Study text
==========

Could you please provide a simpler example that illustrates the problem? (Maybe just be deleting all the arguments that argument actually used?)

lmiratrix commented 3 months ago

Ok, how about this:

library( tidyverse )

one_run = function( a_flag = FALSE, ...  ) {

    if ( a_flag ) {
        return( paste0( "dta-", a_flag ) )
    } else {
        return( "res" )
    }
}

run_sim <- function( reps, ... ) {
    purrr::map_chr( 1:reps, ~ one_run( ... ) ) 
}

purrr::map_chr( 1:4, ~ one_run() )

run_sim( reps = 4 )

run_sim( reps = 4, a_flag = FALSE )

It looks like the "..." in the one_run() is getting mapped to the anonymous function's initial argument, which is the counter from map?

hadley commented 3 months ago

I think you're running into the complexities of the ~ helper. Life gets easier if you switch to the new base R anonymous function shorthand:

library(purrr)

one_run <- function(a_flag = FALSE, ...) {
    if (a_flag ) {
      paste0("dta-", a_flag)
    } else {
      "res"
    }
}

run_sim <- function( reps, ... ) {
  purrr::map_chr(1:reps, \(i) one_run( ... )) 
}

run_sim(reps = 4, a_flag = TRUE)
#> [1] "dta-TRUE" "dta-TRUE" "dta-TRUE" "dta-TRUE"
run_sim(reps = 4, a_flag = FALSE)
#> [1] "res" "res" "res" "res"

Created on 2024-07-23 with reprex v2.1.0

lmiratrix commented 3 months ago

Ok, so the "~" method has some weirdness; I will try and update my coding habits to (i). I like the explicitness of the parameter, at least. :-)

==========

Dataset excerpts
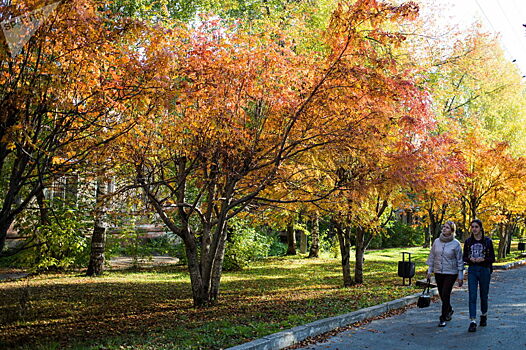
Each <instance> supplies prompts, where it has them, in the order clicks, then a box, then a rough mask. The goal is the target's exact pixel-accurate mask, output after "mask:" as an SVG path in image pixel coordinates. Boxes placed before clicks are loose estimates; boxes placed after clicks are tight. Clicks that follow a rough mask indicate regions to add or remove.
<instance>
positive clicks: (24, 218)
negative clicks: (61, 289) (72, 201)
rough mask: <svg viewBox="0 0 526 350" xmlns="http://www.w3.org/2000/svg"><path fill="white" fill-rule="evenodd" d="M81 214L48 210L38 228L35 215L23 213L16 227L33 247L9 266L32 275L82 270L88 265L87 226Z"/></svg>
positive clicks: (13, 256)
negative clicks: (56, 272)
mask: <svg viewBox="0 0 526 350" xmlns="http://www.w3.org/2000/svg"><path fill="white" fill-rule="evenodd" d="M88 218H89V217H86V216H85V214H84V213H82V212H80V211H78V210H75V209H73V208H67V207H65V206H60V205H59V206H55V207H53V210H50V216H49V222H48V223H45V224H42V223H41V222H40V216H39V214H38V212H37V211H29V210H28V211H26V212H25V213H24V215H23V216H20V218H19V219H18V221H17V223H16V226H15V227H16V229H17V230H18V232H19V234H20V235H22V236H26V237H29V239H32V243H30V245H32V244H36V246H35V247H32V248H30V249H27V250H23V251H21V252H20V253H18V254H16V255H15V256H13V257H12V258H11V259H10V264H11V266H14V267H24V268H30V269H31V270H33V271H45V270H50V269H55V270H56V269H60V270H65V269H68V268H74V267H84V266H86V265H87V263H88V261H89V252H90V247H89V243H90V241H89V237H87V234H88V233H89V231H90V228H91V226H90V224H89V222H88V221H87V220H86V219H88Z"/></svg>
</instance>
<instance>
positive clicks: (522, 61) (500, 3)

==========

What you need to do
A: From the thread about purrr's ~ helper, return the passage from "purrr::map_chr( 1:4, ~" to "counter from map?".
B: Rewrite the rows, from their start to the line with "negative clicks: (61, 289) (72, 201)", as a numbered list with no blank lines and without the pictures.
The thread and the rows have no connection to each other.

Solutions in order
A:
purrr::map_chr( 1:4, ~ one_run() )

run_sim( reps = 4 )

run_sim( reps = 4, a_flag = FALSE )

It looks like the "..." in the one_run() is getting mapped to the anonymous function's initial argument, which is the counter from map?

B:
1. Each <instance> supplies prompts, where it has them, in the order clicks, then a box, then a rough mask. The goal is the target's exact pixel-accurate mask, output after "mask:" as an SVG path in image pixel coordinates. Boxes placed before clicks are loose estimates; boxes placed after clicks are tight. Clicks that follow a rough mask indicate regions to add or remove.
2. <instance>
3. positive clicks: (24, 218)
4. negative clicks: (61, 289) (72, 201)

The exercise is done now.